## QUOTED PASSAGE
By Thomas Michael
The crew at Stephen Album Rare Coins wrapped up their seventh online auction on May 4. I’ve been following SARC’s move into the online auction area since their second sale and have greatly enjoyed the diversity of their offerings and simplicity of their online bidding system. With the cancellation of almost every coin show in the world through the spring of 2020 due to our planetary pandemic, online auctions have provided a great outlet for hobbyists still looking to collect coins in their various areas of interest.
In Online Auction 7, SARC has put together a fine selection of coins from Iran. I noticed a string of gold coins that went well above their estimates. With Iranian gold, you will often see signs of mounting and that was true with many of these examples, however, the infrequency of appearance for sale on some of these types made these detractions quite acceptable to bidders. For instance, a decent hammered gold toman of Nasir al-Din Shah grading Fine, but with mount removed, realized $714 with fees included on what I would have thought a reasonable high-end estimate of $400. It’s time to update the database in this area when coins are selling 50 percent above previous catalog value.
Similarly, the sale presented a pair of milled gold toman coins of the KM-937 single date type, which realized final prices of $892.50 and $714, respectively, in VF-EF and VF conditions. The second coin had a partial date, lacking the last two digits. These two I would say were about 50 percent over their catalog values and even more over their estimates than that. A long run of Ahmad Shah milled gold 2,000 and 5,000 dinars were also offered in this sale, with varied results. These pieces crossover between 19th and 20th-century dates and catalog listings are pretty generic, with only the beginnings of ideas on date rarity for these long date run types. Most of these gold 2,000 and 5,000 dinar lots in this sale sold for what one would expect, however, the late date AH1335 and AH1337 pieces offered brought over 60 percent more than estimate or catalog value. Both were EF-AU grade and attractive, so the result in catalog value will be increased values by 50 percent in XF and 100 percent in uncirculated. There was also a date error example, missing the last numeral of the date, so only AH133. This piece sold for nearly three times its estimate at $238.

## EXERCISE 1
Answer from the coin auction article:
(a) On what date did Stephen Album Rare Coins wrap up its seventh online auction?
(b) What price, with fees included, did the hammered gold toman of Nasir al-Din Shah grading Fine realize?
(c) What did the date error example missing the last numeral of the date sell for?
## EXERCISE 2
From the coin auction article, quote the part that opens with the words containing "By Thomas Michael" and closes with "areas of interest.".

## SUPPLIED DATA
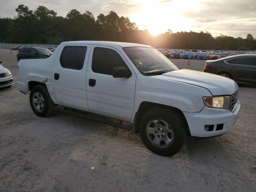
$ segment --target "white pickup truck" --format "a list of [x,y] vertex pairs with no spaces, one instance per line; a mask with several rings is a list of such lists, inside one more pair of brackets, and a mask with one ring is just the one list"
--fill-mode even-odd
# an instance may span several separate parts
[[30,94],[36,115],[59,105],[128,122],[163,156],[177,153],[187,135],[228,132],[240,109],[233,80],[180,70],[146,45],[64,42],[48,58],[21,59],[18,70],[17,87]]

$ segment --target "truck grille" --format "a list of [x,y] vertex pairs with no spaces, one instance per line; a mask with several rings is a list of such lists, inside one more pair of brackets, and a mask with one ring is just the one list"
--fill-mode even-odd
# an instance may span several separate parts
[[238,94],[237,92],[230,96],[230,110],[233,111],[235,105],[237,102]]

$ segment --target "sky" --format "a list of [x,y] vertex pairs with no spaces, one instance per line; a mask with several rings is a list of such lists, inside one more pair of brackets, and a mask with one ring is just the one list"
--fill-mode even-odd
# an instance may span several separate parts
[[66,16],[76,9],[92,12],[96,18],[111,10],[128,17],[139,29],[153,34],[170,29],[177,31],[208,31],[220,35],[256,37],[256,0],[0,0],[0,18],[17,15],[15,9],[24,4],[34,10],[42,5]]

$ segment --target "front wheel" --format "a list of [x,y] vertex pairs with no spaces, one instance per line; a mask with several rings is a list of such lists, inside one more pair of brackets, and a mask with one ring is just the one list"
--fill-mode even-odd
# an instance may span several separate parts
[[163,156],[178,153],[186,138],[186,124],[175,110],[156,108],[146,112],[140,119],[139,132],[146,146]]
[[54,105],[45,86],[35,86],[30,91],[30,106],[36,115],[46,117],[52,113]]

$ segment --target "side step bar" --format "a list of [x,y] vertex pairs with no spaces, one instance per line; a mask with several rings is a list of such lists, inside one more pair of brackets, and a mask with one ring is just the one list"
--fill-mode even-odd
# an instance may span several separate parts
[[[116,123],[116,122],[113,122],[111,121],[108,121],[106,119],[105,119],[104,116],[100,116],[101,117],[98,117],[96,116],[93,116],[93,114],[90,113],[92,115],[88,116],[87,114],[85,114],[84,112],[82,111],[79,111],[78,110],[69,110],[67,109],[67,108],[65,107],[64,108],[60,108],[58,107],[56,107],[53,109],[55,111],[58,111],[59,112],[64,112],[64,113],[68,113],[71,115],[74,115],[76,116],[78,116],[78,117],[82,117],[83,118],[85,118],[86,119],[90,119],[90,120],[92,120],[93,121],[96,121],[100,123],[102,123],[107,125],[111,125],[114,127],[118,127],[121,129],[125,129],[127,130],[130,130],[132,128],[132,126],[129,125],[124,125],[122,124],[122,121],[121,121],[120,122]],[[86,112],[87,113],[87,112]],[[98,116],[98,115],[97,115]]]

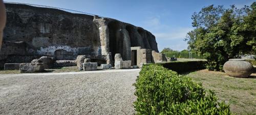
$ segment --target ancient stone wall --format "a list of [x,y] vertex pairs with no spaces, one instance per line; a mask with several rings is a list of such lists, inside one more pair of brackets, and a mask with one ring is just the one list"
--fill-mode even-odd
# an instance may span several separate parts
[[42,56],[74,60],[79,55],[120,53],[124,60],[130,60],[131,47],[158,52],[151,33],[129,24],[55,9],[5,5],[7,22],[0,68],[3,66],[1,63],[19,62],[18,59],[10,57],[20,57],[22,62],[29,62]]

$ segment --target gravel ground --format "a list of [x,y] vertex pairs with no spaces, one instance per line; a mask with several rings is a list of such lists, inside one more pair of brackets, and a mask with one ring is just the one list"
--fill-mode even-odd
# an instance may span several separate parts
[[0,114],[133,114],[139,71],[0,75]]

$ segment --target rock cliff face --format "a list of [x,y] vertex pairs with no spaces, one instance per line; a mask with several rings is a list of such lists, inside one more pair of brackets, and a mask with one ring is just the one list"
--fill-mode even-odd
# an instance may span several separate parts
[[5,5],[7,23],[0,67],[3,63],[29,62],[41,56],[74,60],[79,55],[111,53],[131,60],[134,47],[158,52],[152,33],[129,24],[55,9]]

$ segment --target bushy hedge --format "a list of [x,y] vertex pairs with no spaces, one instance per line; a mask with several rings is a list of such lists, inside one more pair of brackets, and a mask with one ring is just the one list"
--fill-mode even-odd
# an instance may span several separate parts
[[247,59],[247,60],[246,60],[246,61],[251,63],[251,64],[252,64],[253,65],[256,65],[256,60],[255,60]]
[[158,63],[163,67],[177,72],[179,73],[189,72],[199,69],[205,68],[205,64],[207,61],[193,61],[185,62],[172,62],[167,63]]
[[205,95],[202,84],[160,65],[143,65],[134,85],[137,114],[231,114],[212,91]]

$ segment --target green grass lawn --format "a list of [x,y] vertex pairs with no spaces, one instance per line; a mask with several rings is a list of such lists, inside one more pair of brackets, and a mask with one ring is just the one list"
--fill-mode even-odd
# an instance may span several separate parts
[[248,78],[237,78],[204,70],[187,75],[202,83],[206,90],[215,90],[220,101],[230,104],[233,113],[256,114],[256,74]]

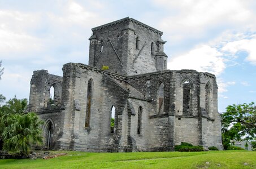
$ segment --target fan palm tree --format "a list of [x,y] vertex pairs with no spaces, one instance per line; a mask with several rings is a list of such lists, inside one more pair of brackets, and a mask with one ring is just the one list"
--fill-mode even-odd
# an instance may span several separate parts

## ANSWER BOX 1
(a) May 4
(b) $714
(c) $238

## ANSWER BOX 2
By Thomas Michael
The crew at Stephen Album Rare Coins wrapped up their seventh online auction on May 4. I’ve been following SARC’s move into the online auction area since their second sale and have greatly enjoyed the diversity of their offerings and simplicity of their online bidding system. With the cancellation of almost every coin show in the world through the spring of 2020 due to our planetary pandemic, online auctions have provided a great outlet for hobbyists still looking to collect coins in their various areas of interest.